Next, Defendant argues that it is not strictly liable because Lalley's testimony is
insufficient to support causation. Doc. 31 at 14-15. Defendant points to Lalley's testimony that
a side load of up to sixty-five pounds was applied to the Storz cantilever jack, causing the jack to
fail, rather than failing as it was statically holding up the car. Doc. 31at14-15; Doc. 32-10 at
12. When asked whether Lalley believed that the outside force was applied by Alex, Lalley
testified that he did not know, "but it sure seems like that from the police report." Doc. 31 at 15;
Doc. 32-10 at 12. Defendant asserts that this testimony is insufficient to prove causation and
"scarcely constitutes the required proof that a defect [existed] at the time the subject tire jack
'left the manufacturer."' Doc. 31 at 15 (internal citation omitted). Defendant also maintains that
Alex's injuries were not caused by an alleged defect in the Storz cantilever jack because Alex
misused the Storz cantilever jack at the time of the accident. Doc. 31 at 16. Plaintiffs contend
that Alex did not misuse the Storz cantilever jack. Doc. 32 at 15-16.

§ **Records provided**
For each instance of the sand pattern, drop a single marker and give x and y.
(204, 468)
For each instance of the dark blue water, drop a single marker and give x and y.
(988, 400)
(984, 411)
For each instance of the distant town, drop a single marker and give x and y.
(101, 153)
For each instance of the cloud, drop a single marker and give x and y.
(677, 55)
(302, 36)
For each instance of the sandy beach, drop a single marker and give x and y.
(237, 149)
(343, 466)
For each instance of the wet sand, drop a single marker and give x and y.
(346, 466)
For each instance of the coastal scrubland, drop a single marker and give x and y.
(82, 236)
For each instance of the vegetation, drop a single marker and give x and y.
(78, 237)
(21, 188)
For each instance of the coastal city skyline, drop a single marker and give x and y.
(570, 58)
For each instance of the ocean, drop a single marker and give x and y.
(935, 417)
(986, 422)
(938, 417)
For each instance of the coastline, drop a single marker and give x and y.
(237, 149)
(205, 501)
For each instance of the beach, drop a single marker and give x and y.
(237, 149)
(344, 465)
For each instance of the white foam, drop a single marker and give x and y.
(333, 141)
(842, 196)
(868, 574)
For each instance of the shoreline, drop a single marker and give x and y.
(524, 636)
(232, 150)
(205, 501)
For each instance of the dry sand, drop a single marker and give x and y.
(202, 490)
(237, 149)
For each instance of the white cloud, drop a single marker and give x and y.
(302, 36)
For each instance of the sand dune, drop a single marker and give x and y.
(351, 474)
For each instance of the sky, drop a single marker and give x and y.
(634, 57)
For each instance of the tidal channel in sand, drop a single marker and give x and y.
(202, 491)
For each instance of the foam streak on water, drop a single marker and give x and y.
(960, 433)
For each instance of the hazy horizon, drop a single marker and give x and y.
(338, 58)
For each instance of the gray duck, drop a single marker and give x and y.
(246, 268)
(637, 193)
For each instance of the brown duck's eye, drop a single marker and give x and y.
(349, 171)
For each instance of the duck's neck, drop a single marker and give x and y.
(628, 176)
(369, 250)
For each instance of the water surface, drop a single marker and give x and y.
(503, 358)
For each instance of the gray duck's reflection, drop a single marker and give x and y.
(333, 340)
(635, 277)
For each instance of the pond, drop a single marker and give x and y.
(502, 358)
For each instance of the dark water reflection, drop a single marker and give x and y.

§ **Problem set**
**a)** Reproduce the passage on the jack liability dispute in full, word for word.
**b)** Render the records as a Markdown table with the columns Row and Line, leaving out blank lines, starting at the line that contains "For each instance of the sand dune, drop" and ending at the end of the records.
The court passage and the records are unrelated materials.

§ **Full answers**
**a)**
Next, Defendant argues that it is not strictly liable because Lalley's testimony is
insufficient to support causation. Doc. 31 at 14-15. Defendant points to Lalley's testimony that
a side load of up to sixty-five pounds was applied to the Storz cantilever jack, causing the jack to
fail, rather than failing as it was statically holding up the car. Doc. 31at14-15; Doc. 32-10 at
12. When asked whether Lalley believed that the outside force was applied by Alex, Lalley
testified that he did not know, "but it sure seems like that from the police report." Doc. 31 at 15;
Doc. 32-10 at 12. Defendant asserts that this testimony is insufficient to prove causation and
"scarcely constitutes the required proof that a defect [existed] at the time the subject tire jack
'left the manufacturer."' Doc. 31 at 15 (internal citation omitted). Defendant also maintains that
Alex's injuries were not caused by an alleged defect in the Storz cantilever jack because Alex
misused the Storz cantilever jack at the time of the accident. Doc. 31 at 16. Plaintiffs contend
that Alex did not misuse the Storz cantilever jack. Doc. 32 at 15-16.

**b)**
| Row | Line |
|---|---|
| 1 | For each instance of the sand dune, drop a single marker and give x and y. |
| 2 | (351, 474) |
| 3 | For each instance of the sky, drop a single marker and give x and y. |
| 4 | (634, 57) |
| 5 | For each instance of the tidal channel in sand, drop a single marker and give x and y. |
| 6 | (202, 491) |
| 7 | For each instance of the foam streak on water, drop a single marker and give x and y. |
| 8 | (960, 433) |
| 9 | For each instance of the hazy horizon, drop a single marker and give x and y. |
| 10 | (338, 58) |
| 11 | For each instance of the gray duck, drop a single marker and give x and y. |
| 12 | (246, 268) |
| 13 | (637, 193) |
| 14 | For each instance of the brown duck's eye, drop a single marker and give x and y. |
| 15 | (349, 171) |
| 16 | For each instance of the duck's neck, drop a single marker and give x and y. |
| 17 | (628, 176) |
| 18 | (369, 250) |
| 19 | For each instance of the water surface, drop a single marker and give x and y. |
| 20 | (503, 358) |
| 21 | For each instance of the gray duck's reflection, drop a single marker and give x and y. |
| 22 | (333, 340) |
| 23 | (635, 277) |
| 24 | For each instance of the pond, drop a single marker and give x and y. |
| 25 | (502, 358) |
| 26 | For each instance of the dark water reflection, drop a single marker and give x and y. |